■ Exercise aim ■
Scan the entries below and tally the lines that include "whenever". Return nothing but the tally.

■ The records ■
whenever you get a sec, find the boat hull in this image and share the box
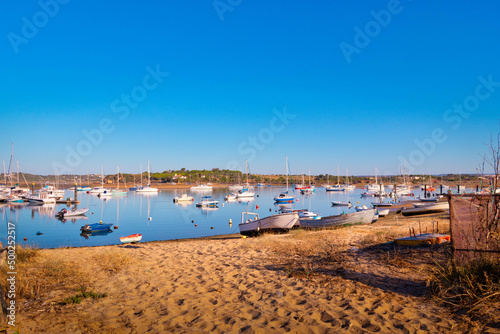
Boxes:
[300,209,376,229]
[401,202,449,216]
[120,234,142,243]
[239,212,299,236]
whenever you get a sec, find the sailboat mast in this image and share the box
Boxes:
[101,166,104,188]
[246,159,249,185]
[286,156,288,191]
[2,161,5,185]
[148,161,151,186]
[117,165,120,190]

■ Problem solution ■
2